REQUIRED WORK: What appears from the first line of the records below through the line containing "Target: orange polo shirt" must be reproduced verbatim.

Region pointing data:
--------
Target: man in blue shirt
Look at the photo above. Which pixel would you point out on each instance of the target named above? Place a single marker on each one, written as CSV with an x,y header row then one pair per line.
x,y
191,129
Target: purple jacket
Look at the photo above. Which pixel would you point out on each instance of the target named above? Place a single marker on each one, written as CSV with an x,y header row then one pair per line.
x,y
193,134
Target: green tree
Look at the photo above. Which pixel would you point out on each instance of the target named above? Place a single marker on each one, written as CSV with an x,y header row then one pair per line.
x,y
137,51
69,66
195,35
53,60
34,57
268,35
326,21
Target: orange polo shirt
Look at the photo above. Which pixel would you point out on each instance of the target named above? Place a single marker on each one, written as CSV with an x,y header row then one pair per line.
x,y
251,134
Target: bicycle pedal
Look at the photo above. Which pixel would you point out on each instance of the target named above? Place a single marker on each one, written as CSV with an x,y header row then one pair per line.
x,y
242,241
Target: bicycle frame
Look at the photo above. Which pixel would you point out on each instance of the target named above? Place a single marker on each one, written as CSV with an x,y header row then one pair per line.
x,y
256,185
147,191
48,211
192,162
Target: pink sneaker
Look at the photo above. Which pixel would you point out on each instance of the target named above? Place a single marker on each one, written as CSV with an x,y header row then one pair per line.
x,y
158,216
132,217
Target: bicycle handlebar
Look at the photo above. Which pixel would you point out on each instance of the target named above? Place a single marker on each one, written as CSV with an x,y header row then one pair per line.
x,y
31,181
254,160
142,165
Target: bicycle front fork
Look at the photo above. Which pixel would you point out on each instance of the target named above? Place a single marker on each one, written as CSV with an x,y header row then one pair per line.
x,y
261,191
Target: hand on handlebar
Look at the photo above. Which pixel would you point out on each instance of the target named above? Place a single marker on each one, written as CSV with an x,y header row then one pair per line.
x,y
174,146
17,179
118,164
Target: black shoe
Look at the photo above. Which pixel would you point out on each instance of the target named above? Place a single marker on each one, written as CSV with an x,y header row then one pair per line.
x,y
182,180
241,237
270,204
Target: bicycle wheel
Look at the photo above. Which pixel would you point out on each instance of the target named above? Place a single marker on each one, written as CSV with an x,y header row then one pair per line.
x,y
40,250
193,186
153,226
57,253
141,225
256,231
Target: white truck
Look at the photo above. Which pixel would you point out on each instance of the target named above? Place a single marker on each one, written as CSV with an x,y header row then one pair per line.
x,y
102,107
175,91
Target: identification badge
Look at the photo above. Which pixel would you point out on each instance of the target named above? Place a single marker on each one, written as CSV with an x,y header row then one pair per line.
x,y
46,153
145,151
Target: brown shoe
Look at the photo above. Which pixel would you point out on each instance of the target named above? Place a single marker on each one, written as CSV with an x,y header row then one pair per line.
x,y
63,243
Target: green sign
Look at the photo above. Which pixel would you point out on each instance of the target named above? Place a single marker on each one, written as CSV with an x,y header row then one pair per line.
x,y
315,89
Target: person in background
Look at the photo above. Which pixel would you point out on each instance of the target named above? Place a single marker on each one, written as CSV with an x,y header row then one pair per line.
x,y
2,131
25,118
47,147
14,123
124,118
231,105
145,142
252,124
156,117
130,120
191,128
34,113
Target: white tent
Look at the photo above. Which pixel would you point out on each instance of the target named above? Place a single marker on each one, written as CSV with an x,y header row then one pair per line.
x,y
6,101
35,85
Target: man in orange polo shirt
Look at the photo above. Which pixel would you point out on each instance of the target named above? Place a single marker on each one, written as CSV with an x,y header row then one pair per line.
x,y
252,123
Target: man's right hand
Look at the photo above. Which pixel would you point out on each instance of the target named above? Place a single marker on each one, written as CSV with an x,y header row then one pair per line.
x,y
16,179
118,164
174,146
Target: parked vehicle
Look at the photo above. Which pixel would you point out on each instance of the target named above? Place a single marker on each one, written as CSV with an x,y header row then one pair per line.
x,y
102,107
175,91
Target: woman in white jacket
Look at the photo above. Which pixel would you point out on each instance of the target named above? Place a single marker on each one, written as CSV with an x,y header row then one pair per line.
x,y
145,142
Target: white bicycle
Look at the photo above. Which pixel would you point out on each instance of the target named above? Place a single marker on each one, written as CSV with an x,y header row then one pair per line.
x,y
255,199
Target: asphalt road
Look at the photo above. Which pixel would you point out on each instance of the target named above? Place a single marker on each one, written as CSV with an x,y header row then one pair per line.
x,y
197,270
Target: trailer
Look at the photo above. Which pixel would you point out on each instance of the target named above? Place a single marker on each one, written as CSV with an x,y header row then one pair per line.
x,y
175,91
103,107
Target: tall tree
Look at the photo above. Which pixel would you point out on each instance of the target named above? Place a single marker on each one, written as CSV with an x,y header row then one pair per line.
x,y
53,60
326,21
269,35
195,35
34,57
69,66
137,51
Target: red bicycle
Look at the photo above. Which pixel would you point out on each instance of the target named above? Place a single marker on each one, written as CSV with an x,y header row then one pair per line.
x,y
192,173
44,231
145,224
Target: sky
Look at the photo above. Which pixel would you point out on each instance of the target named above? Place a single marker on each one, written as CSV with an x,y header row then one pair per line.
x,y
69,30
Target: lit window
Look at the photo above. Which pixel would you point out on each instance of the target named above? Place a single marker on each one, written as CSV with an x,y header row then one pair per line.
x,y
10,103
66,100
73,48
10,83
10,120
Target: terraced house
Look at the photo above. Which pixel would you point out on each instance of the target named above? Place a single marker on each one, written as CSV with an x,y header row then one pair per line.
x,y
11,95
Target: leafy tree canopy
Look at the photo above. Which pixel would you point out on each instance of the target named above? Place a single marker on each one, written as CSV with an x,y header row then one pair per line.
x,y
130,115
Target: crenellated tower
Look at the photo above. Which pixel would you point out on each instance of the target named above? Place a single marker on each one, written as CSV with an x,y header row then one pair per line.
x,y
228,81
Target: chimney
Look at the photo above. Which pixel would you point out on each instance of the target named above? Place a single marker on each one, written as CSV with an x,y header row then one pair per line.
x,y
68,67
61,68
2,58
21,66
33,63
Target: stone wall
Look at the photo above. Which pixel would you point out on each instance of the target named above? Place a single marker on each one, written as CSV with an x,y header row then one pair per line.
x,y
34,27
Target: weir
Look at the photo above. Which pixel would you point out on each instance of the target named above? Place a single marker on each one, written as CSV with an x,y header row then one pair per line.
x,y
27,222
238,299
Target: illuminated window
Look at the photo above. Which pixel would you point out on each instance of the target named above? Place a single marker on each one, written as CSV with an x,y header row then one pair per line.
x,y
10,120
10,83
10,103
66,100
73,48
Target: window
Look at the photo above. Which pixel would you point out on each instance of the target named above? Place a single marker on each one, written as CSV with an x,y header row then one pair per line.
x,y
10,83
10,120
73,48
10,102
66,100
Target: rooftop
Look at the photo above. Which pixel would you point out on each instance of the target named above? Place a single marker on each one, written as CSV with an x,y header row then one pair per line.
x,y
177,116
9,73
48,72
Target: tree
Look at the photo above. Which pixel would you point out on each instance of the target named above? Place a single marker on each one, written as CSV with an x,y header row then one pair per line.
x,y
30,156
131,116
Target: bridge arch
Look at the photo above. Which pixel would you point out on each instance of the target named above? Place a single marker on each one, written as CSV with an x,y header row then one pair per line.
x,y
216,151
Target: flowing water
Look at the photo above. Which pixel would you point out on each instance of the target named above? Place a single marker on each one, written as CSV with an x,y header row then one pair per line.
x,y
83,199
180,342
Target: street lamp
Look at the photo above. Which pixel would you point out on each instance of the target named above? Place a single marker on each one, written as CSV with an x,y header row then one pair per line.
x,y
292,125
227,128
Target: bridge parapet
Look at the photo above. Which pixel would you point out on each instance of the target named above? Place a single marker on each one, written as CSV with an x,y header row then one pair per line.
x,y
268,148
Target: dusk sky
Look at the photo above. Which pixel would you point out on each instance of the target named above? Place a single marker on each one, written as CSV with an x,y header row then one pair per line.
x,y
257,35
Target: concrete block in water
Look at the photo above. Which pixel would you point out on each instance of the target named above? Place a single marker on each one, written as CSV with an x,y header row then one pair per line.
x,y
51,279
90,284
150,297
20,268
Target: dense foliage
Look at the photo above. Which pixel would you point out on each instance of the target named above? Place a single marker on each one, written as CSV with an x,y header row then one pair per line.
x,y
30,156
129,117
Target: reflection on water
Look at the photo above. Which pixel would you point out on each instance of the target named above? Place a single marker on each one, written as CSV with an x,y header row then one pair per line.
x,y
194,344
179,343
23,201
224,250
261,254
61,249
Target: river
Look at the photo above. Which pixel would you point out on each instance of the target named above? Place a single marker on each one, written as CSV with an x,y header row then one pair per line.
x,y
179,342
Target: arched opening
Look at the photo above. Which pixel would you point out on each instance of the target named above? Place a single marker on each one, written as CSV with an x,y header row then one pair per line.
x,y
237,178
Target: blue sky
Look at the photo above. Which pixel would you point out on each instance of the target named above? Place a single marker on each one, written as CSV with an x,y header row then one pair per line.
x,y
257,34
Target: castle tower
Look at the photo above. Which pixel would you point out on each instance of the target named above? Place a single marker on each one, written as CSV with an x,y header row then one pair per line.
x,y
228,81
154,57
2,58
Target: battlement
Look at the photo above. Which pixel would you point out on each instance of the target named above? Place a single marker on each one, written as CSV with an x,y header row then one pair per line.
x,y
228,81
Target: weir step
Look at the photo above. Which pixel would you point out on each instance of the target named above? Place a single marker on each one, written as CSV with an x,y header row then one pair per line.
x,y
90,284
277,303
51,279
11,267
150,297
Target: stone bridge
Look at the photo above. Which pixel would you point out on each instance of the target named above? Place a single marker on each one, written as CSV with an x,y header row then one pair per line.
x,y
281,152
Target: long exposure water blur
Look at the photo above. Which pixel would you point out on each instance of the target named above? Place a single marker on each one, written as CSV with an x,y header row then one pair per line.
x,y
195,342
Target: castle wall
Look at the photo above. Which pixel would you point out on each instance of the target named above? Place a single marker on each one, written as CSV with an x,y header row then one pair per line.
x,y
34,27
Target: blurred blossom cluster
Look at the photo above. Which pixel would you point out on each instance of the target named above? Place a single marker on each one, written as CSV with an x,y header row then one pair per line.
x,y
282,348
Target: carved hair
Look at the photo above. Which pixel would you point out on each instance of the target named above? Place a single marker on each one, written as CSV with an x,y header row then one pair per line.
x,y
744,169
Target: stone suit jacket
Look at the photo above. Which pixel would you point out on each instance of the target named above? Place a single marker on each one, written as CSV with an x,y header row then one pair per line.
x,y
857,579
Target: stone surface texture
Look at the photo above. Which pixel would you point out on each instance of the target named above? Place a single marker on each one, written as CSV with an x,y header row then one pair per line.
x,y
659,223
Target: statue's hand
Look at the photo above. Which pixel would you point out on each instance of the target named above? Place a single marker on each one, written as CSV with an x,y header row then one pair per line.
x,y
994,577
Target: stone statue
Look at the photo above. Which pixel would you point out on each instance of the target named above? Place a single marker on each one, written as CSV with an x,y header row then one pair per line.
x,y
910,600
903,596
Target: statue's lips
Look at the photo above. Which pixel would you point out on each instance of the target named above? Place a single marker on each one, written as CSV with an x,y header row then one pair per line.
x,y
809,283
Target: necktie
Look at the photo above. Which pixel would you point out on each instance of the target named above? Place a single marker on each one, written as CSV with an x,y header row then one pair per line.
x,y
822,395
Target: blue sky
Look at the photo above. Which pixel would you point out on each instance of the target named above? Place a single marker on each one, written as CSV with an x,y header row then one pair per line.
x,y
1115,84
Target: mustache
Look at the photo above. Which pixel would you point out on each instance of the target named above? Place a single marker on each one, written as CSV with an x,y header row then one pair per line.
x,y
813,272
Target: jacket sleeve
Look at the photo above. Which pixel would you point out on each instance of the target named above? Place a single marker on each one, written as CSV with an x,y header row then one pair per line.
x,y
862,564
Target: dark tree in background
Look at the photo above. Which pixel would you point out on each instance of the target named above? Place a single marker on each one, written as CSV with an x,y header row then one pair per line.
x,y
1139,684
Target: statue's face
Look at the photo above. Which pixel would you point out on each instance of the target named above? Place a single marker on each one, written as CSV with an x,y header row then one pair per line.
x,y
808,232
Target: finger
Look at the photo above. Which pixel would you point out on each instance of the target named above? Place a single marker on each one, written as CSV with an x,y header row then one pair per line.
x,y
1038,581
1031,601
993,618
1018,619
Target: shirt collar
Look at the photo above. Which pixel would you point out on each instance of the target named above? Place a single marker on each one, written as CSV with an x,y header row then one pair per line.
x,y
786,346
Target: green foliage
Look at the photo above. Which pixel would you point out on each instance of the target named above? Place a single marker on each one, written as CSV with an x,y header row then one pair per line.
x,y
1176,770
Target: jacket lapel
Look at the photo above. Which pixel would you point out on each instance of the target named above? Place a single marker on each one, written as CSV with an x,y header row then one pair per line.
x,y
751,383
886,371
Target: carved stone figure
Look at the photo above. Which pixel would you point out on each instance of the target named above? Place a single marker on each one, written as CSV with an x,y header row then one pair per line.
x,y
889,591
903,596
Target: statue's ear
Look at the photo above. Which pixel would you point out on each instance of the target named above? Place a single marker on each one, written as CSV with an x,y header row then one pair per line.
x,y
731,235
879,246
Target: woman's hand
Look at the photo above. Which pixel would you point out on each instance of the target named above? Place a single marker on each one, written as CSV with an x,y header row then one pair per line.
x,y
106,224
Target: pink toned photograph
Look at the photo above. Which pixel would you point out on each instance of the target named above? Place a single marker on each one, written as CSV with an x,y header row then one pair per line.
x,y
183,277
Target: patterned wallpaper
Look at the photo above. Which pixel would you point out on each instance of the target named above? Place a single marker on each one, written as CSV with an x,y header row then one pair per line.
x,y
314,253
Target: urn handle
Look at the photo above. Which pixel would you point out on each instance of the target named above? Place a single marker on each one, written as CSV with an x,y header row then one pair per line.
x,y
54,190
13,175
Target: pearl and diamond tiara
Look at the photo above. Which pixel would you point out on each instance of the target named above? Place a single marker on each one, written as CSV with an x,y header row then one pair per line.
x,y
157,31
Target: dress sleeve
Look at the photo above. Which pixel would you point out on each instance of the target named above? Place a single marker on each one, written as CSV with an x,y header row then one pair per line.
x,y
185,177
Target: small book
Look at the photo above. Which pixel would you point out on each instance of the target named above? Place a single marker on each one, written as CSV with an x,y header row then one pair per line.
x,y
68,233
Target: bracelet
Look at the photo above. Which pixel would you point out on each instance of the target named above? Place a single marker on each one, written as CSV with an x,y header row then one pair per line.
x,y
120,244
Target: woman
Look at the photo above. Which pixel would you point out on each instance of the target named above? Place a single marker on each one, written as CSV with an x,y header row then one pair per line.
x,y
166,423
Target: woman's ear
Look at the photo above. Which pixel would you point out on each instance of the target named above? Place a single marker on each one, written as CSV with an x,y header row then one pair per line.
--------
YOUR RESPONSE:
Target: man in blue shirt
Look at the photo above. Which pixel would you point out on each instance of the target named above? Place a single marker on each one, written as CSV with an x,y header row then one pair per line.
x,y
191,129
Target: purple jacket
Look at the photo above. Which pixel would you point out on each instance of the target named above? Place a single marker on each one, written as CSV with an x,y header row then one pair per line.
x,y
193,134
Target: green tree
Look at the photo above. Which pixel would you point out on each instance of the target named above? Place a single marker on each one, written as CSV with an x,y header row then one pair per line.
x,y
137,51
69,66
195,35
53,60
34,57
268,35
326,21
Target: orange polo shirt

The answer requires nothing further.